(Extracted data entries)
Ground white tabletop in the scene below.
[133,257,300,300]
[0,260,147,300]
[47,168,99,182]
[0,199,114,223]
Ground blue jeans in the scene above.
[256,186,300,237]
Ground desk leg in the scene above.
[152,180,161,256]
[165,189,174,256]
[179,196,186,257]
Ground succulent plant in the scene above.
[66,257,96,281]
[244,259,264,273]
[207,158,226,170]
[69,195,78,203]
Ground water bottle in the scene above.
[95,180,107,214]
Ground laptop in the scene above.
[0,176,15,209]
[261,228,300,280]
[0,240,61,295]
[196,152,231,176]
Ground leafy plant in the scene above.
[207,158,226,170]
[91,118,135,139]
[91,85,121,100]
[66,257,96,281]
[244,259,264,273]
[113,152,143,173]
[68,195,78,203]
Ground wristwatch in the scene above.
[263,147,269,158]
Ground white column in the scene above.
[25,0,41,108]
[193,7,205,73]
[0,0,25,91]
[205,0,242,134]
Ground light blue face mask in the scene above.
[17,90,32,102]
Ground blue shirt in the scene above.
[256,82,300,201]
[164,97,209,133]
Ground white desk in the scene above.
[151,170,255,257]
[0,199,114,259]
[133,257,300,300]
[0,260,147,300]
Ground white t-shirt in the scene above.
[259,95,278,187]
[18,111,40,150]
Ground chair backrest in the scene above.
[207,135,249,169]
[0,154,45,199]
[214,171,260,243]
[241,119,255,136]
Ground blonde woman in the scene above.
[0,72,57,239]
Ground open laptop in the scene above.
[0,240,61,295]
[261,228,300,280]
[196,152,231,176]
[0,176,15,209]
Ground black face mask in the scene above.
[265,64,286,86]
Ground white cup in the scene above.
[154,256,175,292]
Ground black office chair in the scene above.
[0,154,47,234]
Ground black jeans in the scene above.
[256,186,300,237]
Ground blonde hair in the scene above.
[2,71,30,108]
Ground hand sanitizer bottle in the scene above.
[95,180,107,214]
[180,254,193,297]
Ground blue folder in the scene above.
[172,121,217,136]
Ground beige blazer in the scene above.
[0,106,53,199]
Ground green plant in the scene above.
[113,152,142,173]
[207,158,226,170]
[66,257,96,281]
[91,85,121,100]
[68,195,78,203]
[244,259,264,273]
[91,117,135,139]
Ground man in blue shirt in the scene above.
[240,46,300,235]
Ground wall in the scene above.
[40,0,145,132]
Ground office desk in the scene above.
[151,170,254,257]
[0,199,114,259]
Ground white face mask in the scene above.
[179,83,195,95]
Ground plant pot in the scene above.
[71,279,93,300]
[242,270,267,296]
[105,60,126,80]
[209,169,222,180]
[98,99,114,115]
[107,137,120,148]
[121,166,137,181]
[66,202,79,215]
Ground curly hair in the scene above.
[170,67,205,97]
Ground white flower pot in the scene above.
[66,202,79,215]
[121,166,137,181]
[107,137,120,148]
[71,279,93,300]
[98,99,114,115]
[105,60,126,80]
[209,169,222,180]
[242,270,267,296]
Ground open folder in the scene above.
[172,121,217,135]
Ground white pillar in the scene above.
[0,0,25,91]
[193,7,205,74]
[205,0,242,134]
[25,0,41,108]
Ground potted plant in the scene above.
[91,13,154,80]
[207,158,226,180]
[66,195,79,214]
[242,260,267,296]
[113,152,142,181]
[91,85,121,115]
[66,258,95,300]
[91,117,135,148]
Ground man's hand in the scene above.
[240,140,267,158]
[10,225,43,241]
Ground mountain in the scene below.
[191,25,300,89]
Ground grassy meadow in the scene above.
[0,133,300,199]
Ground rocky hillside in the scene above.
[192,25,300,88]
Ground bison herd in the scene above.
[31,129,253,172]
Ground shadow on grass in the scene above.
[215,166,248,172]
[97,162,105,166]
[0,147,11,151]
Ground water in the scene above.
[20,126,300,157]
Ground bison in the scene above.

• _WHAT IS NEEDED_
Edit the data above by replacing "white cup" with "coffee mug", and write out all of it again with everything else unchanged.

• _SOLUTION FOR THIS EXERCISE_
Ground white tabletop in the scene below.
[133,257,300,300]
[0,260,147,300]
[47,168,99,182]
[0,199,114,223]
Ground blue jeans in the scene above.
[256,186,300,237]
Ground desk leg in the scene above.
[152,180,161,256]
[165,189,174,256]
[179,196,186,257]
Ground succulent plant in the scene above.
[66,257,96,281]
[244,259,264,273]
[207,158,226,170]
[69,195,78,203]
Ground water bottle in the scene above.
[95,180,107,214]
Ground laptop in the scene above.
[0,176,15,209]
[261,228,300,280]
[0,240,61,295]
[196,152,231,176]
Ground leafy plant in the scene above.
[207,158,226,170]
[91,118,135,139]
[91,85,121,100]
[66,257,96,281]
[244,259,264,273]
[113,152,143,173]
[68,195,78,203]
Ground wristwatch in the scene above.
[263,147,269,158]
Ground white column in the scene above.
[25,0,41,108]
[193,7,205,73]
[0,0,25,91]
[205,0,242,134]
Ground light blue face mask in the scene above.
[17,90,32,102]
Ground blue shirt in the scene above.
[256,82,300,201]
[164,97,209,133]
Ground white desk in the scene above.
[151,170,255,257]
[0,199,114,259]
[133,257,300,300]
[0,260,147,300]
Ground white t-shirt in the scene above.
[259,95,278,187]
[18,111,40,150]
Ground chair backrest in the scene above.
[207,135,249,169]
[0,154,45,199]
[214,171,260,243]
[241,119,255,136]
Ground blonde woman in the scene above.
[0,72,57,239]
Ground open laptop in the scene above.
[0,240,61,295]
[261,228,300,280]
[196,152,231,176]
[0,176,15,209]
Ground black face mask in the scene above.
[265,64,286,86]
Ground coffee mug in the scene above.
[154,256,175,292]
Ground black office chair in the scene above.
[0,154,47,234]
Ground black jeans in the scene above.
[256,186,300,237]
Ground blonde hair in the scene above.
[2,71,30,108]
Ground hand sanitizer bottle in the scene above.
[95,180,107,214]
[180,254,193,297]
Ground blue folder in the scene above.
[172,121,217,136]
Ground beige blazer in the scene above.
[0,106,53,199]
Ground green plant in the scene above.
[113,152,142,173]
[207,158,226,170]
[66,257,96,281]
[91,85,121,100]
[68,195,78,203]
[244,259,264,273]
[91,117,135,139]
Ground man in blue shirt in the scene above.
[240,46,300,235]
Ground wall in the scene above.
[40,0,145,132]
Ground office desk in the scene above.
[151,170,254,257]
[0,199,114,259]
Ground white face mask in the scene above.
[179,83,195,95]
Ground plant pot in the scene above.
[71,279,93,300]
[242,270,267,296]
[105,60,126,80]
[209,169,222,180]
[98,99,114,115]
[107,137,120,148]
[121,166,137,181]
[66,202,79,215]
Ground curly hair in the scene above.
[170,67,205,97]
Ground white flower pot in the scene above.
[66,202,79,215]
[121,166,137,181]
[107,137,120,148]
[71,279,93,300]
[98,99,114,115]
[105,60,126,80]
[209,169,222,180]
[242,270,267,296]
Ground open folder in the scene above.
[172,121,217,135]
Ground white pillar in the scene above.
[0,0,25,91]
[193,7,205,74]
[205,0,242,134]
[25,0,41,108]
Ground potted plant in the scene above.
[91,13,154,80]
[207,158,226,180]
[66,195,79,214]
[242,260,267,296]
[113,152,142,181]
[91,85,121,115]
[66,258,95,300]
[91,117,135,148]
Ground man's hand in the scene above.
[240,140,267,158]
[10,225,43,241]
Ground mountain in the scene below.
[191,25,300,89]
Ground grassy meadow in the scene above.
[0,133,300,199]
Ground rocky hillside in the scene above.
[192,25,300,88]
Ground bison herd in the scene above.
[31,129,253,172]
Ground shadow on grass in the scene above.
[215,166,248,172]
[97,162,105,166]
[0,147,11,151]
Ground water in the scene above.
[20,126,300,157]
Ground bison in the scene above.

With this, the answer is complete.